- [EXTRACTED INFORMATION]
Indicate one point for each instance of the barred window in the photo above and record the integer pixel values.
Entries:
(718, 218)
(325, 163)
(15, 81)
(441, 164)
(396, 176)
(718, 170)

- [EXERCISE DETAILS]
Repeat the entries exactly, all of them.

- [OUTPUT]
Indicate one point for each instance of the barred window in the photo above and record the integer pixel values.
Entries:
(718, 218)
(325, 163)
(15, 81)
(441, 164)
(396, 176)
(718, 170)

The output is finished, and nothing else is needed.